Rewrite all of the material below with every "game still" changed to "photo" and nothing else altered, leaving the pictures out of your version.

Input records:
────
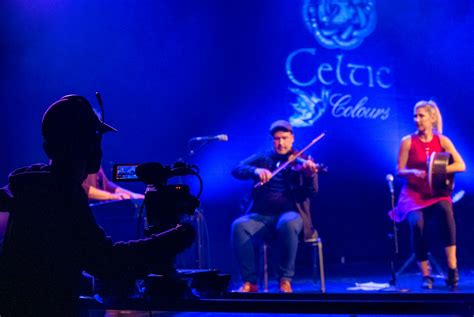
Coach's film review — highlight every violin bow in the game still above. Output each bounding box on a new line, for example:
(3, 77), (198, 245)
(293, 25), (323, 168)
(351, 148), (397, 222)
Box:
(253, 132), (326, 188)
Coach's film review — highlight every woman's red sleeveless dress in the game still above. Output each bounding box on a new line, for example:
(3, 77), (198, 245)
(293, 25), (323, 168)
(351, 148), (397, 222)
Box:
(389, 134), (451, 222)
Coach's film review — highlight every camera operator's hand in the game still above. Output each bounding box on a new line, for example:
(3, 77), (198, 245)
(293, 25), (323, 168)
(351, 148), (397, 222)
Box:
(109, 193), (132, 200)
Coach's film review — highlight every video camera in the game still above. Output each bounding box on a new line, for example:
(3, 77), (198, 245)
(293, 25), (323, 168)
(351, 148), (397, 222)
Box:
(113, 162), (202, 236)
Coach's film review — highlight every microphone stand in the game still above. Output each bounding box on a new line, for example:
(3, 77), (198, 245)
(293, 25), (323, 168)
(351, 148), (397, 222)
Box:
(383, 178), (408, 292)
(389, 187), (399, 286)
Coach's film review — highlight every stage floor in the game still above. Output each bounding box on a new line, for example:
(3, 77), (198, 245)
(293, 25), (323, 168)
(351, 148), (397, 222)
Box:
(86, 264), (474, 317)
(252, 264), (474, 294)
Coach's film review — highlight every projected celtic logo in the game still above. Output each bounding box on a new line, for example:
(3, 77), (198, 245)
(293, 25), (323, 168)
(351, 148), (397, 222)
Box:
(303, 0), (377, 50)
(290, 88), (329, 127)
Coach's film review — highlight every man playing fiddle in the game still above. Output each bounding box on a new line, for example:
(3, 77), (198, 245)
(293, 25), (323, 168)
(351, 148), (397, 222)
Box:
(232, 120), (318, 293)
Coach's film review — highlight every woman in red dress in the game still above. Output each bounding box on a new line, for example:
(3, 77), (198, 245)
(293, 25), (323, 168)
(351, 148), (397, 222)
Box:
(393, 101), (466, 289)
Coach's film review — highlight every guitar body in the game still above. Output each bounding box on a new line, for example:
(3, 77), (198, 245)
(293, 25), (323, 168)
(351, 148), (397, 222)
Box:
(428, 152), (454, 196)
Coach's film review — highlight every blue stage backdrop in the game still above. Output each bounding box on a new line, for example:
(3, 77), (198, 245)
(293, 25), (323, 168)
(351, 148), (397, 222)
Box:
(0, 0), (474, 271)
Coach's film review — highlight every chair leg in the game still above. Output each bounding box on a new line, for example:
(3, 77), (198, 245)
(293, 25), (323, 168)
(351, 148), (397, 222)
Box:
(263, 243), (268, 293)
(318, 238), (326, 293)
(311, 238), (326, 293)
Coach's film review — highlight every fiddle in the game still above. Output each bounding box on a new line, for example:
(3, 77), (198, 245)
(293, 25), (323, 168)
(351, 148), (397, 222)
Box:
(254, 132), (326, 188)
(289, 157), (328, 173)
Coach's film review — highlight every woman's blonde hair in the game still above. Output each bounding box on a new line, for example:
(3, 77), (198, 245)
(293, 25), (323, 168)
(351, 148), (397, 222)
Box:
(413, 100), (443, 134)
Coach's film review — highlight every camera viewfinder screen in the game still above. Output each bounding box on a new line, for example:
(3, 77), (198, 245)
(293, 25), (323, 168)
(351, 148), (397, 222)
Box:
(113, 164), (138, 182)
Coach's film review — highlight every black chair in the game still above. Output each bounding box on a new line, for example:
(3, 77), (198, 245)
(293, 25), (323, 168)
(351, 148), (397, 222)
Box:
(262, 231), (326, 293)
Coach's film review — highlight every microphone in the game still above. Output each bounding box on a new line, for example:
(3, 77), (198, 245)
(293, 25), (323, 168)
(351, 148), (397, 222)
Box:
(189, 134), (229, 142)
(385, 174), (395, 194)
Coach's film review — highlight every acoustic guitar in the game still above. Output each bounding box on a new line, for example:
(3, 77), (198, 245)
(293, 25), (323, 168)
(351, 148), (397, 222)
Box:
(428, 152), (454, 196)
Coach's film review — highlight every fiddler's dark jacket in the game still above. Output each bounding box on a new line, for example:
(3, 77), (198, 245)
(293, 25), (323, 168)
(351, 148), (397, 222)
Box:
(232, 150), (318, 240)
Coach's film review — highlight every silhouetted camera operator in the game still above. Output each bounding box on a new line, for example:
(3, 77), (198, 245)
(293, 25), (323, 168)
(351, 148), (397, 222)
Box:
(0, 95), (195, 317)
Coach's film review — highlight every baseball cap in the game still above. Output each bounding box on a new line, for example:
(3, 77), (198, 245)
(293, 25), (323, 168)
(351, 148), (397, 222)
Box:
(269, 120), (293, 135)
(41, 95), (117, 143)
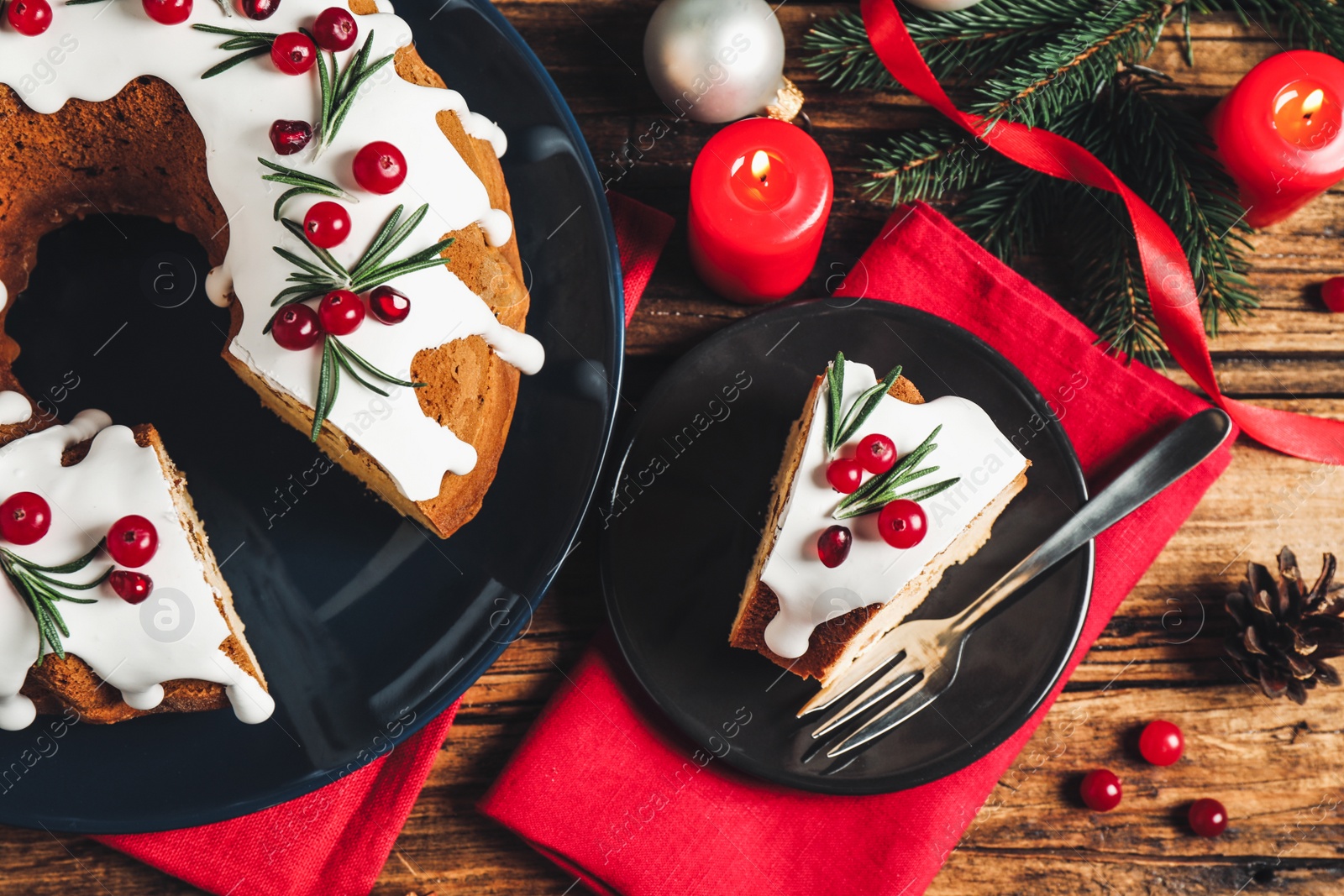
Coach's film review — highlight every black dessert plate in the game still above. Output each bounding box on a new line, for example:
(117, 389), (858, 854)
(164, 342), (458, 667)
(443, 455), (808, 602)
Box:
────
Response to the task:
Coach's film review — highlight every violin bow in the photo above. Output each bounding box on a new line, for example:
(3, 77), (198, 245)
(293, 25), (323, 168)
(351, 148), (397, 222)
Box:
(253, 132), (326, 188)
Coach's film review — highlight every woman's red sleeveless dress in the photo above. Output each bounding box on a new line, for example:
(3, 77), (198, 245)
(293, 25), (323, 168)
(351, 148), (397, 222)
Box:
(389, 134), (451, 222)
Coach's film review — highlight every camera operator's hand in the photo above. Output each bounding box on a new line, for example:
(3, 77), (198, 245)
(293, 25), (323, 168)
(351, 148), (397, 222)
Box:
(109, 193), (132, 200)
Coach's film review — highlight every video camera in the photo above. Output each bounding box on a new line, for example:
(3, 77), (198, 245)
(293, 25), (323, 168)
(351, 148), (397, 222)
Box:
(113, 162), (202, 236)
Coach's film review — highlight every microphone stand in the photo above. Output each bounding box on a new line, for example:
(3, 77), (198, 245)
(293, 25), (323, 168)
(351, 148), (397, 222)
Box:
(383, 178), (408, 292)
(389, 187), (399, 286)
Coach's film review — highlight every stage floor in the photo above. Output each bounding box on a new line, for example:
(3, 77), (198, 245)
(293, 25), (323, 168)
(351, 148), (397, 222)
Box:
(86, 264), (474, 317)
(252, 264), (474, 294)
Coach's film review — highlight every projected celtic logo in the photo above. Output each bounding box on a new line, for example:
(3, 77), (198, 245)
(293, 25), (323, 168)
(351, 148), (397, 222)
Box:
(303, 0), (377, 50)
(290, 88), (329, 127)
Coach's film review — highlight every man playing fiddle in the photo above. Output each bounding box on a new line, for example:
(3, 77), (198, 245)
(293, 25), (323, 168)
(351, 148), (397, 222)
Box:
(232, 120), (318, 293)
Coach's film review — highlight every woman in red dress in the photo above. Output each bounding box on a new line, for example:
(3, 77), (198, 245)
(293, 25), (323, 168)
(351, 148), (397, 222)
Box:
(393, 101), (466, 289)
Coach's film review — highlight every guitar body in the photo above. Output each bounding box on a new line, for example:
(3, 77), (198, 245)
(293, 25), (323, 168)
(351, 148), (397, 222)
Box:
(428, 152), (454, 196)
Coach's film review — highlight every blue stage backdrop in the photo above. Output each bounding box on a new line, for example:
(3, 77), (198, 245)
(293, 25), (323, 168)
(351, 148), (397, 222)
Box:
(0, 0), (474, 271)
Coach's film review — highlight every chair leg in the photo above. Output each bounding box on a new line, for example:
(3, 77), (198, 245)
(293, 25), (323, 168)
(351, 148), (397, 222)
Box:
(263, 243), (268, 293)
(318, 238), (326, 293)
(311, 238), (326, 293)
Coach's film review — highlight every fiddle in the photo above. Output each bounding box on a new line, for example:
(3, 77), (198, 245)
(293, 25), (323, 168)
(351, 148), (397, 222)
Box:
(254, 132), (326, 188)
(289, 157), (328, 173)
Coach's film review — highlight every woman's blonde hair in the photo above. Output each bounding box on a new line, for example:
(3, 77), (198, 245)
(293, 25), (323, 168)
(351, 148), (397, 222)
Box:
(413, 100), (443, 134)
Coach's film review — highlight every camera viewfinder screen in the photo above. Output each bounding box on a new line, for example:
(3, 77), (198, 245)
(293, 25), (323, 168)
(351, 148), (397, 222)
Box:
(113, 164), (138, 182)
Coach's film review — highlight every black chair in the photo above. Output each bounding box on a new line, for example:
(3, 77), (198, 245)
(293, 25), (323, 168)
(351, 148), (397, 222)
Box:
(262, 231), (326, 293)
Coach's film review — highlight every microphone in the photo above. Output each bounding box on a new line, for example:
(3, 77), (198, 245)
(293, 25), (323, 168)
(351, 148), (397, 222)
Box:
(189, 134), (229, 142)
(385, 174), (395, 194)
Coach's film review — highlight every acoustic guitar in the photo above. Output each bounding box on a new line, for example:
(3, 77), (198, 245)
(293, 25), (323, 168)
(351, 148), (397, 222)
Box:
(428, 152), (454, 196)
Coach's film review — highlight every fiddler's dark jacket in the photo above. Output each bounding box on a new line, for example:
(3, 77), (198, 245)
(293, 25), (323, 168)
(351, 148), (397, 222)
Box:
(232, 150), (318, 240)
Coach's film review — highlight every silhouetted camera operator in the photo above. Output each bounding box on a new line, for example:
(3, 77), (198, 245)
(293, 25), (323, 168)
(351, 148), (397, 222)
Box:
(0, 95), (195, 317)
Coach's film review — highlight every baseball cap in the photo above. Output each bounding box on a new line, for example:
(3, 77), (198, 245)
(293, 25), (323, 168)
(351, 148), (397, 222)
Box:
(269, 120), (293, 135)
(41, 95), (117, 143)
Coach's film review — highlight every black dessert plate in the photo above. Output each bounding box on a new line, for example:
(117, 389), (858, 854)
(164, 342), (458, 667)
(443, 455), (808, 602)
Box:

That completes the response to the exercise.